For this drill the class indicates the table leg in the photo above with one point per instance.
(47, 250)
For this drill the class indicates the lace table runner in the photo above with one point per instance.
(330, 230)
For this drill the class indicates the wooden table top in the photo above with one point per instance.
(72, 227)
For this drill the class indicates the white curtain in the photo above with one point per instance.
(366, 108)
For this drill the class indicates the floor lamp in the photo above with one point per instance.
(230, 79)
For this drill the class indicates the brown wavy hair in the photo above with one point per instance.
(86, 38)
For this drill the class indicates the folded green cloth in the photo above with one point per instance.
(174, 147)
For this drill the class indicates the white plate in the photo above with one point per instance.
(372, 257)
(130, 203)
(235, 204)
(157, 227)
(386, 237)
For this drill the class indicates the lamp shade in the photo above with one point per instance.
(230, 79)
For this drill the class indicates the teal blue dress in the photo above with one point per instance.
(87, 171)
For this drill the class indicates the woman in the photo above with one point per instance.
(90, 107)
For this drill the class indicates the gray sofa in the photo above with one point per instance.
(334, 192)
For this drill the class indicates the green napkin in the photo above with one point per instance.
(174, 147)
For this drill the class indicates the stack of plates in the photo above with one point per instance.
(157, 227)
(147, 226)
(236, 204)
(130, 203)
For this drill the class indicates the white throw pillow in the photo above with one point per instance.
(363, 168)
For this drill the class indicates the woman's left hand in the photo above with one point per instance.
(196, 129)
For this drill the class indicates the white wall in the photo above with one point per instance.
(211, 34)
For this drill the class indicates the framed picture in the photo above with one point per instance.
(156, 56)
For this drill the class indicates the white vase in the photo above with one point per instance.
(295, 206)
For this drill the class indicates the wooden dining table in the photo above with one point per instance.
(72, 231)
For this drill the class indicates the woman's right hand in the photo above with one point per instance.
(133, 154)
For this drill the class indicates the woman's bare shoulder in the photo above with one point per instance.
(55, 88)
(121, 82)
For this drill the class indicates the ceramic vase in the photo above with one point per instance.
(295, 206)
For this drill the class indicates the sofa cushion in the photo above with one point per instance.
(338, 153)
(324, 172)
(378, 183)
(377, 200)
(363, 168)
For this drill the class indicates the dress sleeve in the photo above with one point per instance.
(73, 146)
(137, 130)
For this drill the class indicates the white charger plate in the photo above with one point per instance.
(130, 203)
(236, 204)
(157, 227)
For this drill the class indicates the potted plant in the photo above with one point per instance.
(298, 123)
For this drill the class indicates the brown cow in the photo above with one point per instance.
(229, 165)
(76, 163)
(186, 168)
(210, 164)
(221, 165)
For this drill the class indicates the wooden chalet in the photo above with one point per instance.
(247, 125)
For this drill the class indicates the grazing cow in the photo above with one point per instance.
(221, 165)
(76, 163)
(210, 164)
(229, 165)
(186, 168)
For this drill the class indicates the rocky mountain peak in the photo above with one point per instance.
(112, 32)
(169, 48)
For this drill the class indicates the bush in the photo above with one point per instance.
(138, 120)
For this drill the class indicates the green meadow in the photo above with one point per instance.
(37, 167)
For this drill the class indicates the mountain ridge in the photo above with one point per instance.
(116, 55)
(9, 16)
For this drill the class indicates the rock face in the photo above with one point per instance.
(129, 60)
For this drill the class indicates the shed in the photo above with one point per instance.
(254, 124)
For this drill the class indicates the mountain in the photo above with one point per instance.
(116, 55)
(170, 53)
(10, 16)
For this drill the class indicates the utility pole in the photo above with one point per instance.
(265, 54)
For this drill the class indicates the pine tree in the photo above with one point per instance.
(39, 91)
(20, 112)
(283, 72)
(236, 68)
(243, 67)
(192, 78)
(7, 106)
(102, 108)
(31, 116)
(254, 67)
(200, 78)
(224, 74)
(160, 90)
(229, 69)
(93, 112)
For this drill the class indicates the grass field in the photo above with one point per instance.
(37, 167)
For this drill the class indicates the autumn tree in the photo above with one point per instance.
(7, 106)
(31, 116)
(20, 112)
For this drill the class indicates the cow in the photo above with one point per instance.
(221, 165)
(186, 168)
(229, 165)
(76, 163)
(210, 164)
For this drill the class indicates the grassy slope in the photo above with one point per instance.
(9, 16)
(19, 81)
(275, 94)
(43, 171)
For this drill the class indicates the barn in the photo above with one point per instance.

*PROBLEM DESCRIPTION*. Every record shown above must be echoed exactly.

*EXERCISE ANSWER*.
For this drill the class indicates the table leg in the photo above with one point per instance.
(47, 250)
For this drill the class indicates the lace table runner in the photo above with one point per instance.
(330, 230)
For this drill the class indicates the wooden table top in the photo above with one point per instance.
(72, 227)
For this drill the class indicates the white curtain in the photo above with one point per instance.
(366, 108)
For this drill the class indicates the floor lamp in the photo above with one point per instance.
(230, 79)
For this drill the class indicates the brown wavy hair in the photo above with one point per instance.
(86, 38)
For this drill the class indicates the folded green cloth in the photo above with one point per instance.
(174, 147)
For this drill the class indicates the white plate in the photo above with one point per instance.
(372, 257)
(130, 203)
(235, 204)
(157, 227)
(386, 237)
For this drill the class indicates the lamp shade in the photo above with one point per instance.
(230, 79)
For this drill the class indicates the teal blue dress in the photo above with one point per instance.
(87, 171)
For this drill the class indicates the woman in the photo above with one point per instance.
(90, 107)
For this drill the class indicates the gray sofa in the photo above with one point per instance.
(334, 192)
For this drill the class indicates the green napkin in the photo above with one point per instance.
(174, 147)
For this drill the class indicates the stack of plates in the photo above with one point per instance.
(157, 227)
(147, 226)
(236, 204)
(130, 203)
For this drill the class indicates the white throw pillow in the photo above with one point per instance.
(363, 168)
For this drill the class indicates the woman's left hand in the photo above with one point per instance.
(196, 129)
For this drill the class indicates the white wall in the photo above with one point per instance.
(211, 34)
For this drill the class indicates the framed picture in the photo above with one point per instance.
(156, 56)
For this drill the class indicates the white vase in the photo above with one point per instance.
(295, 206)
For this drill the class indicates the wooden dining table in the photo above with one point per instance.
(72, 231)
For this drill the class indicates the woman's right hand in the photo above with one point per instance.
(133, 154)
For this drill the class indicates the woman's bare shoulder in the photo above with one point per instance.
(55, 88)
(121, 82)
For this drill the class indicates the ceramic vase in the photo above with one point per instance.
(295, 206)
For this drill the class indicates the sofa cushion in the photo above with one point per instance.
(338, 153)
(324, 172)
(378, 183)
(377, 200)
(363, 168)
For this drill the class indicates the dress sleeve in the photo above with one point per instance.
(73, 146)
(137, 130)
For this drill the class indicates the white charger plate in the photo above with one point per instance.
(130, 203)
(236, 204)
(157, 227)
For this drill the class indicates the potted plant in the photo above with one point per instance.
(298, 123)
For this drill the class indicates the brown cow in the photo above with one point per instance.
(229, 165)
(76, 163)
(186, 168)
(210, 164)
(221, 165)
For this drill the class indicates the wooden chalet in the photo above with one point per instance.
(247, 125)
For this drill the class indicates the grazing cow in the photo above with one point per instance.
(221, 165)
(76, 163)
(210, 164)
(229, 165)
(186, 168)
For this drill the class indicates the rocky mountain peak in the photo above with one point per instance.
(112, 32)
(169, 48)
For this drill the class indicates the bush in the photo above with one point per instance.
(138, 120)
For this drill the class indicates the green meadow in the photo above with one point per instance.
(37, 167)
For this drill the class indicates the mountain ridge in the photo above with one point per instance.
(116, 55)
(9, 16)
For this drill the class indicates the rock face in the photo above with one point per instance.
(129, 60)
For this drill the class indicates the shed in the photo above with one point per instance.
(254, 124)
For this drill the class indicates the mountain in the photo above with one point per instance.
(116, 55)
(170, 53)
(10, 16)
For this drill the class indicates the utility pole in the photo above with one point per instance.
(265, 54)
For this drill the class indicates the pine tree in the photo above with one point per instance.
(39, 91)
(20, 112)
(283, 72)
(236, 68)
(243, 67)
(192, 78)
(7, 106)
(102, 108)
(31, 116)
(254, 67)
(200, 78)
(224, 74)
(160, 90)
(229, 69)
(93, 112)
For this drill the class indicates the grass field in the photo above with one point per instance.
(37, 167)
For this drill the class indicates the autumn tree in the photo above with one point per instance.
(7, 106)
(31, 116)
(20, 112)
For this drill the class indicates the cow in the photo above with one point per instance.
(221, 165)
(186, 168)
(229, 165)
(76, 163)
(210, 164)
For this drill the class indicates the grassy slope in the photo above with one point per instance.
(9, 16)
(19, 81)
(275, 94)
(43, 171)
For this drill the class indicates the barn in the photo above with one point per instance.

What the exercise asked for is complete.